→ **Instructions for the task**: Copy out the material below word for word, leaving out the pictures.

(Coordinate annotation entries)
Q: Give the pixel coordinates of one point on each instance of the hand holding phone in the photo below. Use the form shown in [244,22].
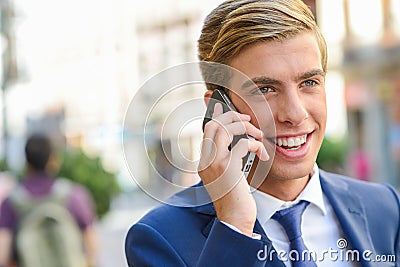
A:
[220,96]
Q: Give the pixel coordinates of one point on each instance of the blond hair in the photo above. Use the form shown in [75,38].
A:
[235,24]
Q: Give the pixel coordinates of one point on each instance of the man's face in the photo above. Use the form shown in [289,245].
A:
[289,77]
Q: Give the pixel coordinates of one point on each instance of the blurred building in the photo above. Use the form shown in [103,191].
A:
[364,42]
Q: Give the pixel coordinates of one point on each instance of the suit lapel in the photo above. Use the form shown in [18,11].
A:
[350,211]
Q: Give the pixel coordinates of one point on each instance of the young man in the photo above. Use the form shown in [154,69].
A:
[39,184]
[334,220]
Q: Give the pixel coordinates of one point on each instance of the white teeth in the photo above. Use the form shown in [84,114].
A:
[291,142]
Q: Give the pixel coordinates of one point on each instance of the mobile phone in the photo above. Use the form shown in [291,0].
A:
[220,96]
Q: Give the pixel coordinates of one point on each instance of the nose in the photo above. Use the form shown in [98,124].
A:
[292,109]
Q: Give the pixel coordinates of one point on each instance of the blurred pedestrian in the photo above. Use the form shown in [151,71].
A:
[46,221]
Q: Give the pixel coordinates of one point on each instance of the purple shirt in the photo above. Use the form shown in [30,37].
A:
[80,203]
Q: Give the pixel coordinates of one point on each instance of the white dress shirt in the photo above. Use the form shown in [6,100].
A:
[320,227]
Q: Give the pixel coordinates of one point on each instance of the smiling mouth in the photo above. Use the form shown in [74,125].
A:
[290,143]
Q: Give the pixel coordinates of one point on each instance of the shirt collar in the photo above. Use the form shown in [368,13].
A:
[267,205]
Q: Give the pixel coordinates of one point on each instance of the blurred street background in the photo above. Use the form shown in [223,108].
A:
[70,69]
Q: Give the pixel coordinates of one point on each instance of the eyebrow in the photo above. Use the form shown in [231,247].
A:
[267,80]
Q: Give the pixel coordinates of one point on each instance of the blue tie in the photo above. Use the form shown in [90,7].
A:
[290,219]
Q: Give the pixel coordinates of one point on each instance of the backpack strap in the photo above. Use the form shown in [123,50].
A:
[23,201]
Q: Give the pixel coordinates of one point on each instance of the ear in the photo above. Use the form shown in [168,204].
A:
[207,96]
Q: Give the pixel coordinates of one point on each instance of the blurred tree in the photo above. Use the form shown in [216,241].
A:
[89,172]
[3,165]
[332,155]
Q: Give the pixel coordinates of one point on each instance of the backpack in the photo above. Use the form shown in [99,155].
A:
[47,234]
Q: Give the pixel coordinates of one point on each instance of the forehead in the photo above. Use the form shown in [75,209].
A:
[280,59]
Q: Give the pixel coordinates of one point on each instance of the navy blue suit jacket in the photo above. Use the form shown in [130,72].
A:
[369,215]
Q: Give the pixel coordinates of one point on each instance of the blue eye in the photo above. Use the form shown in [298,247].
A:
[263,90]
[309,83]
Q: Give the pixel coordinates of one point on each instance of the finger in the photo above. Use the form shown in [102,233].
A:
[219,120]
[224,135]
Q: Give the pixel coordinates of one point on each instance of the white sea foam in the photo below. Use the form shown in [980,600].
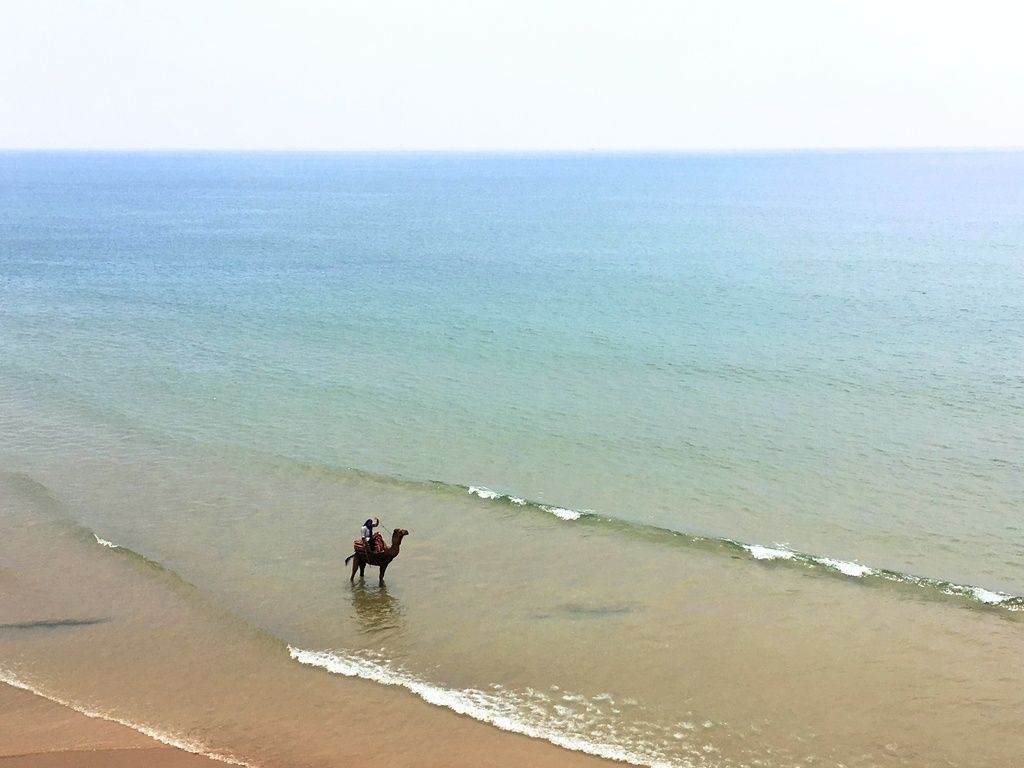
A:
[987,596]
[844,566]
[565,514]
[768,553]
[499,710]
[483,493]
[196,748]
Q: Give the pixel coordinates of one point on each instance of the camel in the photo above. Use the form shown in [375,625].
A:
[381,558]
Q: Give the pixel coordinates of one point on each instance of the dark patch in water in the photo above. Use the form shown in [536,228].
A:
[53,624]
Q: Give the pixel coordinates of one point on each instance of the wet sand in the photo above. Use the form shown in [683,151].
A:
[39,733]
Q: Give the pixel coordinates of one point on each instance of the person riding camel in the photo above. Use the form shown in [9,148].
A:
[368,532]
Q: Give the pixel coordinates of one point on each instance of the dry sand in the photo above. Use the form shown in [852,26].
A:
[39,733]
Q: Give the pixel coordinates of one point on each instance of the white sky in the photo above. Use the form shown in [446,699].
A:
[522,75]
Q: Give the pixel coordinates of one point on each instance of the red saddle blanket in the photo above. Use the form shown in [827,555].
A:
[359,546]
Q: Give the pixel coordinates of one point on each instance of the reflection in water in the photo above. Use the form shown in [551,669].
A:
[378,612]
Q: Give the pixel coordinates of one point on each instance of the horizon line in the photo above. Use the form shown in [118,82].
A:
[515,151]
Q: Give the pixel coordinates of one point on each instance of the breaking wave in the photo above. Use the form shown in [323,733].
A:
[567,720]
[821,563]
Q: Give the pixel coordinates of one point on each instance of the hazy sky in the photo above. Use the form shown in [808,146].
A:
[522,75]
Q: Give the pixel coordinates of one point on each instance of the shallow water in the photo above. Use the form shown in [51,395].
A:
[706,461]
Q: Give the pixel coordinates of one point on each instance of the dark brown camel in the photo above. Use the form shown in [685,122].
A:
[382,558]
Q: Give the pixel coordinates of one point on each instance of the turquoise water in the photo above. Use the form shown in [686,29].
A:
[822,351]
[766,412]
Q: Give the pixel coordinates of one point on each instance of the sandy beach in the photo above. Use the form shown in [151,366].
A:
[40,733]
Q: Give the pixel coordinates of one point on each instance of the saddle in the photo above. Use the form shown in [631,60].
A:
[360,547]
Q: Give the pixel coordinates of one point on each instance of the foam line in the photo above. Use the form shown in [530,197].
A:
[487,708]
[196,748]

→ **The result**:
Q: Give the pixel coordinates of one point on each instance of the hand holding phone in the photo below. Use the form shown in [244,22].
A:
[220,96]
Q: Give the pixel coordinates of one point on each instance of the blond hair in the photo above. Use the form shown in [75,38].
A:
[235,24]
Q: Give the pixel coordinates of one point on each instance of the man's face in the photo above. Use the form shown in [289,245].
A:
[289,77]
Q: Give the pixel coordinates of one point on each instance of the blurred building in the photo above. Use the form shown in [103,191].
A:
[364,42]
Q: Give the pixel coordinates of one point on each instance of the suit lapel in the photo above. Use the form shown in [18,11].
A:
[350,211]
Q: Give the pixel coordinates of one point on each instance of the young man in the photo above. Use the form shown in [154,69].
A:
[39,184]
[334,220]
Q: Give the pixel coordinates of one point on each instance of the white teeth in the photo above. Use the form shown in [84,114].
A:
[291,142]
Q: Give the pixel coordinates of one point on each instance of the mobile phone in the photo above. Use the form shown in [291,0].
A:
[220,96]
Q: Give the pixel coordinates of one point on each instance of the nose in the photo above. Use the form shown in [98,124].
A:
[292,109]
Q: Give the pixel coordinates of one point on each instance of the blurred pedestrian in the photo above. Use the form shown in [151,71].
A:
[46,221]
Q: Give the pixel coordinates of one point on each instance of the purple shirt in the photo above. Use the form shown in [30,37].
A:
[80,203]
Q: Give the pixel coordinates of one point on each instance of the white dress shirt in the photo above. Use the form shown in [6,100].
A:
[320,227]
Q: Give the pixel coordinates of one point on each instance of the smiling mouth in the photo above. Use the form shown in [74,125].
A:
[290,143]
Q: Give the pixel coordinates of one point on each instance of the shirt collar in the photo above. Use the form shown in [368,13].
A:
[267,205]
Q: Give the pixel coordinates of one point on each instance of the blurred street background in the photo above. Use the form shown in [223,108].
A:
[70,69]
Q: Give the pixel coordinates of one point on each instance of the eyebrow in the photo above. Use the form shown in [231,247].
A:
[267,80]
Q: Give the pixel coordinates of one point on each instance of the blue tie in the photo above. Use the form shown in [90,7].
A:
[290,219]
Q: Give the pixel coordinates of one point on each instance of the backpack strap in the photo above. Use the form shown in [123,50].
A:
[23,201]
Q: Give the pixel coordinates of one point on each instance of the ear in the photo above. Use the form shown in [168,204].
A:
[207,96]
Q: Give the pixel coordinates of one point on each instance of the blurred tree in the photo above. Use the form shown in [216,241].
A:
[89,172]
[3,165]
[332,155]
Q: Give the pixel coordinates of one point on each instance of the backpack in the photo above. Use the form shown in [99,155].
A:
[47,234]
Q: Give the pixel coordinates of one point on each instance of the forehead in the photo above. Use the form shown in [75,209].
A:
[280,59]
Q: Give the pixel coordinates of one point on each instance of the navy blue suit jacket in the photo above. Use the form shown in [130,72].
A:
[369,215]
Q: Give the pixel coordinates of one point on each instance of the blue eye in the photo above. Use the form shown in [298,247].
A:
[263,90]
[309,83]
Q: Give the pixel coordinates of one point on each instance of the finger in the photo above. Use the form shown in [102,233].
A:
[219,120]
[224,135]
Q: Give the pixel coordinates of one point on each instance of the white sea foam in the photo below. Use the form shown in [980,600].
A:
[987,596]
[844,566]
[565,514]
[768,553]
[499,710]
[483,493]
[196,748]
Q: Give the pixel coordinates of one point on each instance of the camel in the photo above. Use the form shown in [375,625].
A:
[381,558]
Q: Give the pixel coordinates of one point on each instance of the dark patch in water in the photo above. Use the form shown in [536,228].
A:
[53,624]
Q: Give the pixel coordinates of one point on each instance of the wet sand in the photo above. Use the form shown in [683,151].
A:
[39,733]
Q: Give the pixel coordinates of one point on each instance of the person riding camel in the photo above. Use the form shown in [9,148].
A:
[368,532]
Q: Give the pixel coordinates of one point on each instance of the dry sand in the photo above. Use the form shown in [852,26].
A:
[39,733]
Q: Give the pixel coordinates of one point on each instance of the white sky in the photo above. Use the form shown in [446,699].
A:
[522,75]
Q: Give the pixel coordinates of one point on each instance of the red saddle blanket in the photo above. Use the form shown in [827,555].
A:
[359,546]
Q: Give the pixel coordinates of one point on each instance of the reflection in water in the photo above. Use the form shown in [551,669].
A:
[378,612]
Q: Give the pixel coordinates of one point on each instance of the horizon line in the photo above. Use the form shown in [118,82].
A:
[515,151]
Q: Give the pixel coordinates of one point on each instance of the breaking wave in the photo above. Use the form shown in [323,733].
A:
[567,720]
[821,563]
Q: Give the pixel coordinates of one point on each instance of the hazy sky in the photo above. Use the form shown in [808,146].
A:
[522,75]
Q: Give the pixel coordinates of one point on each instance of the shallow water in the photo above. Use the form shown in [51,395].
A:
[706,461]
Q: Give the pixel coordinates of one point on each instance of the dark brown camel in the photo above. Use the form shown in [685,122].
A:
[382,558]
Q: Give the pixel coordinates of one point on each instance of the turquoise water in the photo above. Use the form shown in [686,29].
A:
[822,351]
[766,412]
Q: Give the pixel coordinates of one point on each instance of the sandy beach in the photo above. Use the form shown in [151,366].
A:
[40,733]
Q: Give the pixel coordinates of one point on each instance of the saddle in the photo above. Use the form shown in [631,60].
A:
[360,547]
Q: Give the pixel coordinates of one point on each instance of the foam line in the photo above. Use the form shown in [530,197].
A:
[487,708]
[196,748]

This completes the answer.